══ Entries ══
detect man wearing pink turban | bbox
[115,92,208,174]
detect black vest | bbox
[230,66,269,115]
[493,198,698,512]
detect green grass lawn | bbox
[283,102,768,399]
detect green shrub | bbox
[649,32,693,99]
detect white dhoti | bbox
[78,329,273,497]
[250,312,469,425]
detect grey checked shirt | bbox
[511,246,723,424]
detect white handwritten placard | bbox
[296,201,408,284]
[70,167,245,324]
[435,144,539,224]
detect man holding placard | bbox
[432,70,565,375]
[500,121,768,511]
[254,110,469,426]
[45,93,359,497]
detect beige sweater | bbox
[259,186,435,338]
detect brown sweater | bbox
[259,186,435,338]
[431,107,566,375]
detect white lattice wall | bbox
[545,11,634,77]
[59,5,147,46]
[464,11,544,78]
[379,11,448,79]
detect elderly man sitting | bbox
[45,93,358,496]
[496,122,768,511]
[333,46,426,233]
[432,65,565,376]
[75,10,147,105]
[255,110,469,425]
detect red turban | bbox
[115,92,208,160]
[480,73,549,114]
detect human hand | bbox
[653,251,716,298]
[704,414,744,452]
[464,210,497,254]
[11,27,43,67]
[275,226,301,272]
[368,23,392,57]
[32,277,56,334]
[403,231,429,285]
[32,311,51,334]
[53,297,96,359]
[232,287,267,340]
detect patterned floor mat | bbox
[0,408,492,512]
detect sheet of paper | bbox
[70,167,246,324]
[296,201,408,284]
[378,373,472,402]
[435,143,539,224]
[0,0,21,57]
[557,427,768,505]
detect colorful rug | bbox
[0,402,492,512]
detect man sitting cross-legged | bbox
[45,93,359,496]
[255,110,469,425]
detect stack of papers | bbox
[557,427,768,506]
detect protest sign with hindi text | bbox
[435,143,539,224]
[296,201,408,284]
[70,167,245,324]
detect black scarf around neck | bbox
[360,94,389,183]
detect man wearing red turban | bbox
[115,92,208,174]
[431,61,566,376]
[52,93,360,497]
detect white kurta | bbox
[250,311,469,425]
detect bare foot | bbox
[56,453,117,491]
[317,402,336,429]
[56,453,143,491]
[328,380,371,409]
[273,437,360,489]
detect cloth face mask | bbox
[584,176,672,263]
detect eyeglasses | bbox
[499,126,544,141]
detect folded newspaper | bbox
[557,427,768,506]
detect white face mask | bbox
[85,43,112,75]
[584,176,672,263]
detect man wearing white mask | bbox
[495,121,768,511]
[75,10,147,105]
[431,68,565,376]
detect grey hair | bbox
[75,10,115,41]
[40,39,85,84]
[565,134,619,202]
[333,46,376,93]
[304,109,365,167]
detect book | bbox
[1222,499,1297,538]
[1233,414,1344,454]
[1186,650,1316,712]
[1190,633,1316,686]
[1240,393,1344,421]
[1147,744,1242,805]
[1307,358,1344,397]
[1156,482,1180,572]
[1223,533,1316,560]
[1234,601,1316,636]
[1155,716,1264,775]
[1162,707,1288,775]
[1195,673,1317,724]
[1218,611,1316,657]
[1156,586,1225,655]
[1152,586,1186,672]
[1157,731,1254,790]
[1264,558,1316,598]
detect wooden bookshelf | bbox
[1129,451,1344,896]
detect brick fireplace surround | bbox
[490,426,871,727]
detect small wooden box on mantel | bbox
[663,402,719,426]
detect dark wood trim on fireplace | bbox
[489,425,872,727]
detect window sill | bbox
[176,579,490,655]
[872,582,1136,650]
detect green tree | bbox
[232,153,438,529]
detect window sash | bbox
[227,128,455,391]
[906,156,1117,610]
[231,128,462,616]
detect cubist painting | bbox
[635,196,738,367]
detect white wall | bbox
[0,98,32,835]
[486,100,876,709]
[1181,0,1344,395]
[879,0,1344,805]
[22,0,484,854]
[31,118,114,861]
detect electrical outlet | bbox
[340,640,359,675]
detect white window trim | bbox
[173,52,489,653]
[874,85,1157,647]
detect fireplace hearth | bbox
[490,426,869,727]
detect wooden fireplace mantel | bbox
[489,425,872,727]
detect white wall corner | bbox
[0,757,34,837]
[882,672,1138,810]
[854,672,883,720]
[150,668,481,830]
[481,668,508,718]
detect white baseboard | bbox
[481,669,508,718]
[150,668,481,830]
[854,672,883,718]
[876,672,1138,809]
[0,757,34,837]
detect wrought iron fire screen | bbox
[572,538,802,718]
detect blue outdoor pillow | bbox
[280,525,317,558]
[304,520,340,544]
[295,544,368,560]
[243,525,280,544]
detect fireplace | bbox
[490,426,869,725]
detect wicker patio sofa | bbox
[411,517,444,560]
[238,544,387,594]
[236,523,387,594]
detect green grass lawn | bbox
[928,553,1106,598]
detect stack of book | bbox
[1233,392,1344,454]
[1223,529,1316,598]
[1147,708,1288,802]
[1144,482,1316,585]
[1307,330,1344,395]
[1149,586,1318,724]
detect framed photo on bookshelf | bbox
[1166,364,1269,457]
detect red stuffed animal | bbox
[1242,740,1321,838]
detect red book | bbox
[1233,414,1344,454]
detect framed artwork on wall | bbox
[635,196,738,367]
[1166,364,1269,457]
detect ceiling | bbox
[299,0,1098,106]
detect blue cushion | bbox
═══
Make an exact copy of the material above.

__Answer to the problem__
detect man wearing pink turban | bbox
[115,92,208,174]
detect black vest | bbox
[230,66,269,115]
[493,198,698,512]
detect green grass lawn | bbox
[283,102,768,399]
detect green shrub | bbox
[649,32,693,99]
detect white dhoti | bbox
[78,329,273,497]
[250,312,469,425]
detect grey checked shirt | bbox
[511,246,723,424]
detect white handwritten placard | bbox
[296,201,408,284]
[70,167,245,324]
[435,144,539,224]
detect man holding placard | bbox
[432,70,565,375]
[500,121,768,511]
[254,110,469,426]
[45,93,359,497]
detect beige sweater | bbox
[259,186,435,338]
detect brown sweater | bbox
[259,186,435,338]
[431,107,566,375]
detect white lattice wall | bbox
[545,11,634,77]
[59,5,147,46]
[464,11,544,78]
[379,11,448,79]
detect elderly man sitting | bbox
[45,93,358,496]
[496,122,768,511]
[333,46,426,233]
[432,65,565,376]
[75,10,147,105]
[255,110,469,425]
detect red turban | bbox
[115,92,208,160]
[480,73,549,114]
detect human hand | bbox
[653,251,716,298]
[704,414,744,452]
[464,210,497,254]
[11,27,43,67]
[275,226,301,272]
[368,23,392,57]
[32,277,56,334]
[403,231,429,285]
[32,311,51,334]
[53,297,96,359]
[232,287,267,340]
detect patterned floor mat | bbox
[0,408,492,512]
detect sheet of paper | bbox
[70,167,246,324]
[296,201,408,284]
[378,373,472,402]
[435,143,539,224]
[0,0,21,57]
[557,427,768,505]
detect colorful rug | bbox
[0,402,492,512]
detect man sitting cross-legged | bbox
[45,93,359,496]
[255,110,469,425]
detect stack of papers | bbox
[557,427,768,506]
detect protest sign with hindi text | bbox
[435,143,539,224]
[296,201,408,284]
[70,167,245,324]
detect black scarf around neck | bbox
[360,94,389,183]
detect man wearing red turban | bbox
[115,92,208,174]
[431,61,566,376]
[52,93,360,497]
detect white kurta | bbox
[250,311,469,425]
detect bare foot | bbox
[56,453,117,491]
[317,402,336,429]
[56,453,143,491]
[328,380,371,409]
[273,437,360,489]
detect cloth face mask | bbox
[584,176,672,263]
detect eyeglasses | bbox
[499,126,544,141]
detect folded newspaper | bbox
[557,427,768,506]
detect white face mask | bbox
[85,43,112,75]
[584,176,672,263]
detect man wearing white mask | bbox
[495,121,768,511]
[75,10,147,105]
[431,68,565,376]
detect grey hair | bbox
[75,10,115,41]
[40,39,85,84]
[565,134,619,202]
[333,46,376,93]
[304,109,365,167]
detect book | bbox
[1222,499,1297,538]
[1233,414,1344,454]
[1186,650,1316,712]
[1190,633,1316,686]
[1240,393,1344,421]
[1147,744,1242,805]
[1307,358,1344,397]
[1156,482,1180,572]
[1223,533,1316,560]
[1234,601,1316,636]
[1155,716,1264,775]
[1162,707,1288,775]
[1195,673,1317,724]
[1218,611,1316,657]
[1156,586,1225,655]
[1152,586,1186,672]
[1157,731,1254,790]
[1264,558,1316,598]
detect wooden bookshelf | bbox
[1129,451,1344,896]
detect brick fireplace surround | bbox
[490,426,871,727]
detect small wooden box on mantel | bbox
[663,402,719,426]
detect dark wood trim on fireplace | bbox
[489,425,872,727]
detect window sill | bbox
[176,579,490,655]
[872,582,1136,650]
detect green tree | bbox
[232,153,438,529]
detect window sash | bbox
[227,128,455,391]
[906,156,1117,610]
[231,128,462,616]
detect cubist painting | bbox
[635,196,738,367]
detect white wall | bbox
[0,98,32,835]
[486,100,876,709]
[1181,0,1344,395]
[879,0,1344,805]
[22,0,484,854]
[31,118,114,861]
detect electrical outlet | bbox
[340,640,359,675]
detect white window trim | bbox
[173,52,489,653]
[874,85,1157,647]
detect fireplace hearth | bbox
[490,426,869,727]
detect wooden fireplace mantel | bbox
[489,425,872,727]
detect white wall corner | bbox
[0,757,34,837]
[882,672,1138,810]
[854,672,883,720]
[150,668,481,830]
[481,668,508,718]
detect white baseboard | bbox
[481,669,508,718]
[150,668,481,830]
[854,672,883,718]
[876,672,1138,809]
[0,757,34,837]
detect wrought iron fire screen | bbox
[572,538,802,718]
detect blue outdoor pillow | bbox
[280,525,317,558]
[304,520,340,544]
[295,544,368,560]
[243,525,280,544]
detect fireplace | bbox
[490,426,869,725]
detect wicker patio sofa | bbox
[411,517,444,560]
[238,544,387,594]
[236,523,387,594]
detect green grass lawn | bbox
[928,553,1106,598]
detect stack of book | bbox
[1233,392,1344,454]
[1223,529,1316,598]
[1147,708,1288,802]
[1144,482,1316,585]
[1307,330,1344,395]
[1149,586,1318,724]
detect framed photo on bookshelf | bbox
[1166,364,1269,457]
detect red stuffed animal | bbox
[1242,740,1321,838]
detect red book | bbox
[1233,414,1344,454]
detect framed artwork on wall | bbox
[635,196,738,367]
[1166,364,1269,457]
detect ceiling | bbox
[299,0,1098,106]
detect blue cushion | bbox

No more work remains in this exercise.